▶ _THE REQUEST_
Repeat word for word the line with "In this picture, where can the headlight" and every line after it until the records below run out.
[start TASK INPUT]
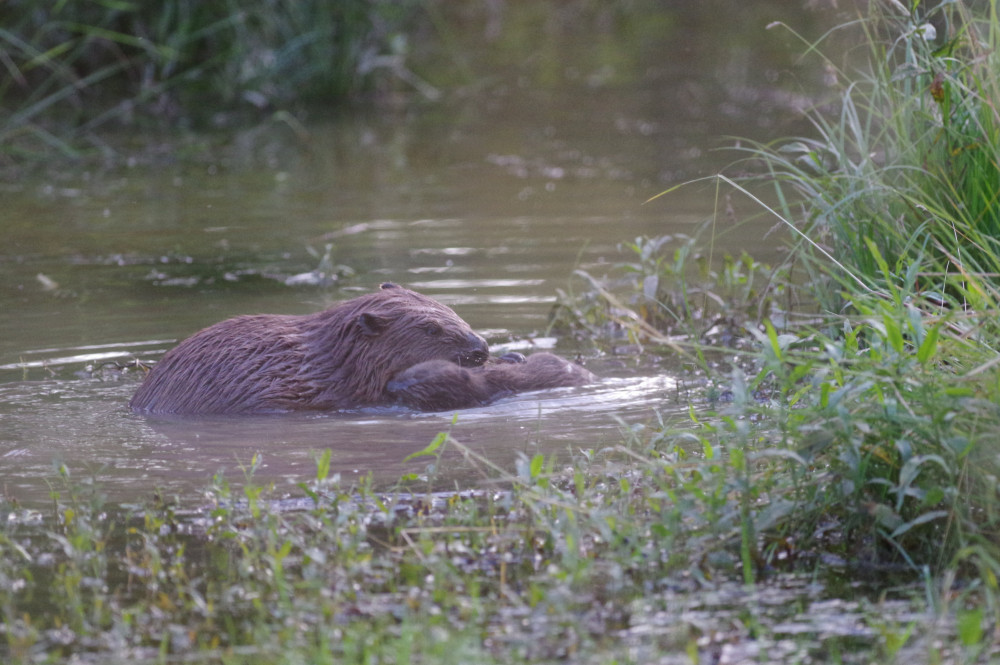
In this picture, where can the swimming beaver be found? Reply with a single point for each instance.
(440, 385)
(340, 358)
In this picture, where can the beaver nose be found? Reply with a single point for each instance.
(477, 353)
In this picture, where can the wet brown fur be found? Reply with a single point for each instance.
(340, 358)
(440, 385)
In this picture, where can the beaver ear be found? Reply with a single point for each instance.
(372, 324)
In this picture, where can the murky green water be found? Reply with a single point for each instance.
(487, 199)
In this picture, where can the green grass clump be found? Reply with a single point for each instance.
(910, 159)
(864, 401)
(73, 67)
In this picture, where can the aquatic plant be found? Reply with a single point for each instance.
(628, 550)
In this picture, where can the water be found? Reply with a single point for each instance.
(538, 164)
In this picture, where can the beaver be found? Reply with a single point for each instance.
(340, 358)
(440, 385)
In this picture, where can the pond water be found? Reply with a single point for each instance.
(487, 199)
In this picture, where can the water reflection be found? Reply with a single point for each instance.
(537, 161)
(84, 425)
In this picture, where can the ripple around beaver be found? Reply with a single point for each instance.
(84, 424)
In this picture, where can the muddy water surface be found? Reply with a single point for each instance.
(486, 199)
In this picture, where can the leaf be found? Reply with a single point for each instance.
(922, 519)
(970, 626)
(431, 447)
(536, 465)
(323, 465)
(929, 345)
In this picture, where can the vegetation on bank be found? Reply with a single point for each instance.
(852, 436)
(71, 68)
(875, 370)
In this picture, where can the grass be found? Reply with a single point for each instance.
(876, 373)
(72, 68)
(845, 438)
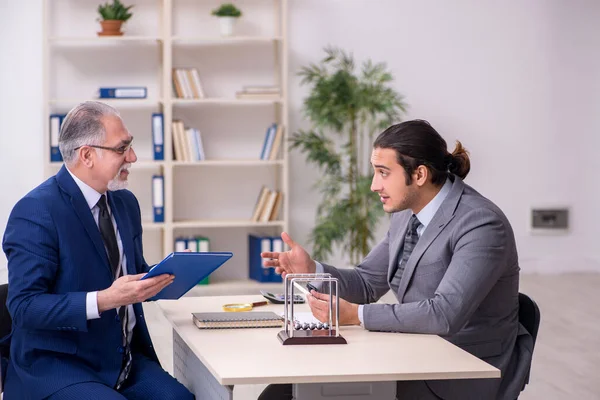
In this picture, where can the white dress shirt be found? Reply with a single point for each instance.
(424, 216)
(91, 299)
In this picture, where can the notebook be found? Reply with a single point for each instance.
(245, 319)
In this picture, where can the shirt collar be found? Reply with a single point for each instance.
(90, 194)
(427, 213)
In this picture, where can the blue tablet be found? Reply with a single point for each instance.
(188, 268)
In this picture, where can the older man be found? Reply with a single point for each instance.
(74, 249)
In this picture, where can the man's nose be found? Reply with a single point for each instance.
(131, 156)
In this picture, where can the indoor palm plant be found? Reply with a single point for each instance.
(112, 17)
(346, 109)
(227, 14)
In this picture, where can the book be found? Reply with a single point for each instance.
(244, 319)
(263, 195)
(124, 92)
(276, 143)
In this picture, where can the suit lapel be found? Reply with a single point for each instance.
(439, 222)
(118, 209)
(68, 185)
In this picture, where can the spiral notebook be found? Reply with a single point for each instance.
(245, 319)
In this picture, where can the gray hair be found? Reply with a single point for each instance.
(83, 126)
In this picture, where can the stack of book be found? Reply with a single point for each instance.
(272, 142)
(267, 205)
(196, 244)
(187, 143)
(259, 93)
(186, 83)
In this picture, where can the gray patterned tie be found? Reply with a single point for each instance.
(410, 241)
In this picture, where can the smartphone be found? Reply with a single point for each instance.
(279, 299)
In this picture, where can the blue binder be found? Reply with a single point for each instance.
(269, 136)
(123, 92)
(188, 268)
(158, 134)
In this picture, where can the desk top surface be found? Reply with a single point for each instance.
(256, 356)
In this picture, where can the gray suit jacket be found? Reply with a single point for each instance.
(461, 282)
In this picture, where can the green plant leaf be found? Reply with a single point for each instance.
(352, 106)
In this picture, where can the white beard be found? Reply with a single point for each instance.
(117, 183)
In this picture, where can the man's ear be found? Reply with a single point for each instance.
(86, 156)
(421, 175)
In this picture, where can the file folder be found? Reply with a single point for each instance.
(158, 134)
(158, 198)
(188, 268)
(55, 124)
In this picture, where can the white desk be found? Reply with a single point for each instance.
(209, 362)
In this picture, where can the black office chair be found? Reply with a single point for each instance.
(5, 330)
(529, 317)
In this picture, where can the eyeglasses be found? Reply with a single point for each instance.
(119, 150)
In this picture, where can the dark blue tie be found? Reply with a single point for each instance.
(107, 231)
(410, 241)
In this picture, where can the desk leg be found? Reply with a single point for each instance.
(340, 391)
(190, 371)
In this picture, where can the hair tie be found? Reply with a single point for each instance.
(449, 160)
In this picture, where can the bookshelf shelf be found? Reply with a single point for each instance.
(95, 40)
(208, 40)
(225, 223)
(140, 164)
(149, 225)
(175, 35)
(228, 163)
(225, 101)
(147, 164)
(113, 102)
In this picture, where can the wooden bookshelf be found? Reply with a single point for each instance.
(163, 35)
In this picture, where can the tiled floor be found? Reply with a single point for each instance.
(567, 354)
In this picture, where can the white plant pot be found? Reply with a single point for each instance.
(227, 24)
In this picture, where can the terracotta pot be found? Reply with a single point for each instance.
(111, 27)
(227, 25)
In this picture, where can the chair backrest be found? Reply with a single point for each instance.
(529, 315)
(5, 330)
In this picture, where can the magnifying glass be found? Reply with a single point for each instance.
(236, 307)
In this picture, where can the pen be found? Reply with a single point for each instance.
(302, 289)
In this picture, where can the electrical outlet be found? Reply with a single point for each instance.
(550, 219)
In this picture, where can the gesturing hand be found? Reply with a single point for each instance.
(294, 261)
(319, 305)
(130, 289)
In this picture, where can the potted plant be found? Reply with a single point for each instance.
(112, 17)
(228, 14)
(345, 109)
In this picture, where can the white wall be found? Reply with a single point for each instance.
(517, 83)
(21, 157)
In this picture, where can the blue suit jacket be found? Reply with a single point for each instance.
(55, 256)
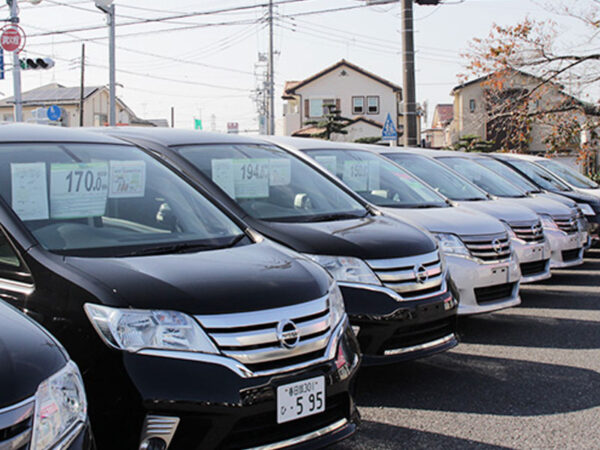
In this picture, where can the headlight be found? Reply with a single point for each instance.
(586, 209)
(548, 223)
(344, 268)
(134, 329)
(451, 244)
(509, 230)
(336, 304)
(59, 405)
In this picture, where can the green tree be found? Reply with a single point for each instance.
(473, 143)
(330, 123)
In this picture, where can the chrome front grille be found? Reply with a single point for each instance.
(529, 232)
(488, 248)
(15, 425)
(272, 338)
(411, 277)
(568, 224)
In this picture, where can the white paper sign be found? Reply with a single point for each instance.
(29, 191)
(251, 177)
(329, 162)
(280, 172)
(127, 179)
(222, 175)
(78, 190)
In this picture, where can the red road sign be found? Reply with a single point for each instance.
(12, 38)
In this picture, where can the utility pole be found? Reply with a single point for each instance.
(82, 85)
(108, 8)
(14, 19)
(408, 78)
(271, 76)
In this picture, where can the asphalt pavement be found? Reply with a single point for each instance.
(526, 377)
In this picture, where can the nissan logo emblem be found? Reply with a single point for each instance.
(497, 245)
(288, 334)
(421, 274)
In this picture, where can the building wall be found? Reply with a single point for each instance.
(336, 86)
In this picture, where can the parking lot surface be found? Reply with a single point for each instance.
(526, 377)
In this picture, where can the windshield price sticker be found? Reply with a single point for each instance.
(361, 175)
(300, 399)
(29, 191)
(78, 190)
(328, 162)
(280, 172)
(127, 179)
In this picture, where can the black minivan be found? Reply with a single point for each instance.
(191, 330)
(42, 399)
(391, 273)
[end TASK INPUT]
▶ _THE RESULT_
In this picture, where can the headlight be found? Reply with a single point for each instance.
(586, 209)
(548, 223)
(344, 268)
(134, 329)
(451, 244)
(509, 230)
(336, 304)
(59, 405)
In this picture, where can the green tree be found? Reply with a single point for each instance.
(473, 143)
(330, 123)
In this picture, where can the chrome front grille be found? Reply with a single point for each instance.
(529, 232)
(488, 248)
(15, 425)
(272, 338)
(411, 277)
(568, 224)
In this picture, where can the white paper sign be found? Reply with a single point for each instance.
(29, 191)
(251, 177)
(329, 162)
(280, 172)
(127, 179)
(222, 175)
(78, 190)
In this picture, where can the red road sign be found? Reply with a single point for each instance.
(12, 38)
In this picture, where can the utility pole be found? Reply with a single point for each instance.
(82, 85)
(108, 8)
(14, 19)
(408, 78)
(271, 76)
In this picture, where can the asphalt pavement be found? Reply with a single point for each instance.
(526, 377)
In this picture, where can the nissan logo emblem be found? Reply with a single point for each instance.
(497, 245)
(288, 334)
(421, 274)
In this picture, where can the building wall be found? Reply with a single point for each instance.
(336, 86)
In this picture, where can the parking lot surface be found? Reply with a single point for each instance.
(526, 377)
In this picture, where can the windshield price sticker be found? Reply with a single point for each instance.
(361, 175)
(300, 399)
(29, 191)
(78, 190)
(328, 162)
(280, 172)
(127, 179)
In this picture, where can the black minivan be found? Reply with a single point for each instance.
(191, 330)
(42, 399)
(391, 273)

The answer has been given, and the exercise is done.